What is required — List the lines of the material below as a numbered list, from the line with "grass in the photo above." through the end of the material, skipping any blank lines. Leave out the pictures.

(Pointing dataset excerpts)
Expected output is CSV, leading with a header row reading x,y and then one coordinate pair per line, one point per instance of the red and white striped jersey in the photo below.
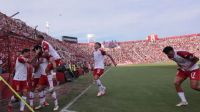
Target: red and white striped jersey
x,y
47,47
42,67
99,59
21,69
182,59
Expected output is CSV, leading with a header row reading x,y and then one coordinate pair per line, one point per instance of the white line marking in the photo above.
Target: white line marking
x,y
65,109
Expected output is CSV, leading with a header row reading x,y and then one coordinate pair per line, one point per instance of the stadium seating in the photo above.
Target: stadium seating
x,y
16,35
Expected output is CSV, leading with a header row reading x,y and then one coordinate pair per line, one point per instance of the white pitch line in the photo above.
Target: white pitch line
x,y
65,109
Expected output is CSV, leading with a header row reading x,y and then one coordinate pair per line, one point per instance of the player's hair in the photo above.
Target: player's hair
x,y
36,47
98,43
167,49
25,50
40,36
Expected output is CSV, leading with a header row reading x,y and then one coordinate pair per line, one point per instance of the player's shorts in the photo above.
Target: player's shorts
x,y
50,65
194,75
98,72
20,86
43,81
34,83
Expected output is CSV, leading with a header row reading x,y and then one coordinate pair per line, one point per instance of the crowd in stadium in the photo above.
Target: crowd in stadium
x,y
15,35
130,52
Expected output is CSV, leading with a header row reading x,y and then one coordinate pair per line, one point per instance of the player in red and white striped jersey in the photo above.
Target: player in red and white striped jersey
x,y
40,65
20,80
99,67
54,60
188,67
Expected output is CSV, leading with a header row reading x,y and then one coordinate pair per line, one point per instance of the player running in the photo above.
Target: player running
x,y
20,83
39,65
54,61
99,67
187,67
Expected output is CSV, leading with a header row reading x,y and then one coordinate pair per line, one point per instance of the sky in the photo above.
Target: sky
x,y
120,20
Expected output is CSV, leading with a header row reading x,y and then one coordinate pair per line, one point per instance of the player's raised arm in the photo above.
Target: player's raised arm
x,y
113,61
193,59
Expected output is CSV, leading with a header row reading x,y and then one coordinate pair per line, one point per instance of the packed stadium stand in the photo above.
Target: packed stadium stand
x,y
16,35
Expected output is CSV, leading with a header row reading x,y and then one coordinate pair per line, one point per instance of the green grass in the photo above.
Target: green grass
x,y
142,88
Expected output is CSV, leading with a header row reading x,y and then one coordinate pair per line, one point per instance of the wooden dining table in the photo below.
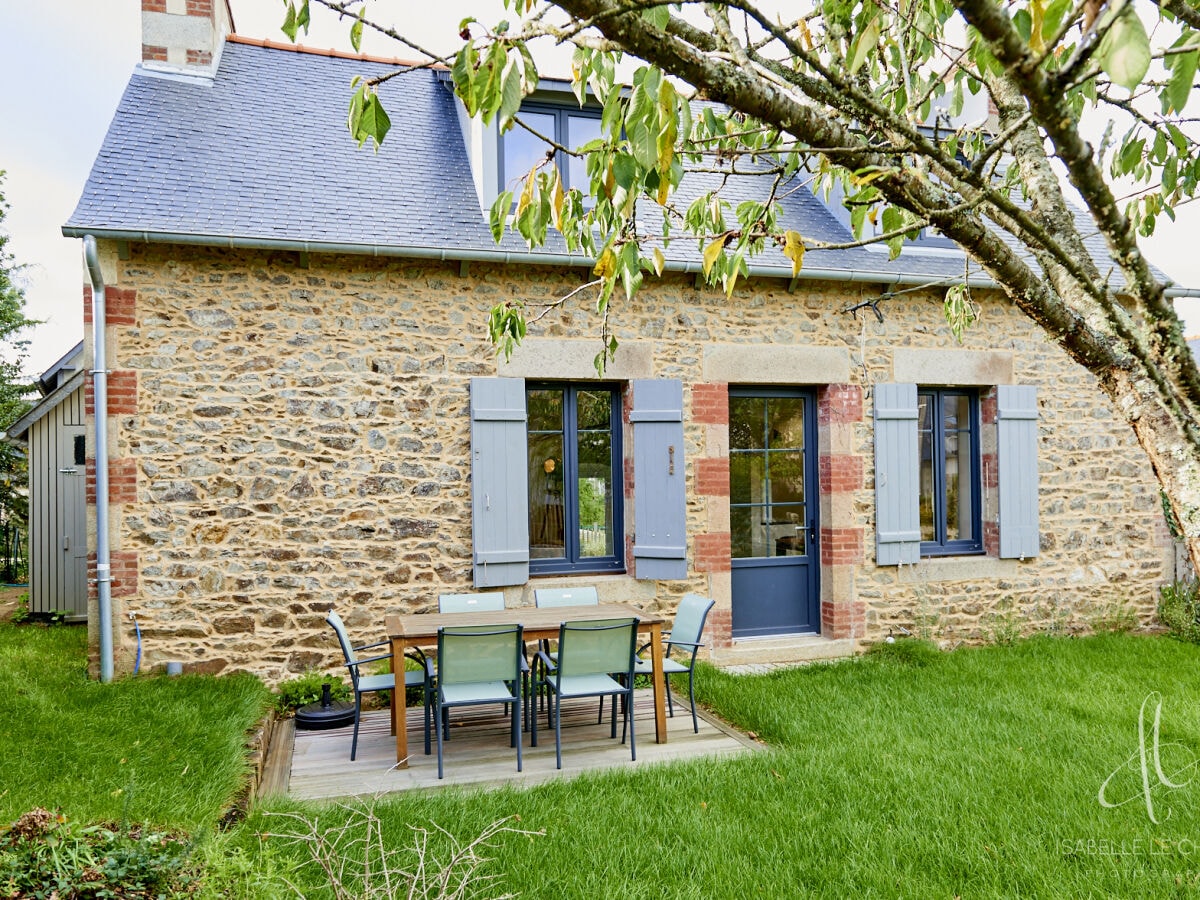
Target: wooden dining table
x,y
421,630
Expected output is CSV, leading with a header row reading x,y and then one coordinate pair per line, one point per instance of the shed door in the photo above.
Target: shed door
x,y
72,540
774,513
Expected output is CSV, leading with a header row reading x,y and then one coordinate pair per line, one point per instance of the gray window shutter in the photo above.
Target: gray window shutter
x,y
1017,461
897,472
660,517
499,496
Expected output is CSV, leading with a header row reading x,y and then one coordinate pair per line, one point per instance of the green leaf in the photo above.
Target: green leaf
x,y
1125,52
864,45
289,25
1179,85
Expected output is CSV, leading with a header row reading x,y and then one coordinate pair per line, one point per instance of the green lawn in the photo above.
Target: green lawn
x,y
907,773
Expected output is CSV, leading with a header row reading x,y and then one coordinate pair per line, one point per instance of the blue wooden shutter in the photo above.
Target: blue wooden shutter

Full answer —
1. Expected output is CSV, leading with a header row reading x,y and then one coordinate pair per line, one point per instance of the green grass in the photo above.
2. Target: green grass
3. x,y
4. 142,88
5. Expected output is CSV, leading with a header row reading x,y and then one coordinate pair per line, one point per instance of the wooden dining table in the photo below.
6. Target: wooden dining table
7. x,y
8. 421,630
9. Expected output is CSV, leading with a header row reading x,y and then one coordinate pair per line, one point per instance of the shed door in the photo above.
10. Target: shed door
11. x,y
12. 72,540
13. 774,513
14. Expected output is CSV, leading with a header row reading x,y and then one coordinate pair per line, one point per instance of the gray window shutter in the photo above.
15. Target: gray window shutter
16. x,y
17. 1017,461
18. 897,472
19. 660,517
20. 499,496
21. Expected output is CSV, leading with a header row reading x,y and then one coordinate pair per line, one point per instance of the green leaf in the photo above.
22. Target: green leaf
23. x,y
24. 1125,52
25. 864,45
26. 289,25
27. 1179,85
28. Expected output is CSV, leading with a header row reading x,y and then one coordinate pair per line, one point per instance of the green lawn in the photo above.
29. Target: green lawn
30. x,y
31. 907,773
32. Expected output is CSV, leading with a header row reading x,y and then one coordinate pair per line, one point per instance of the blue wooden shutter in the photo above.
33. Target: blue wooden shutter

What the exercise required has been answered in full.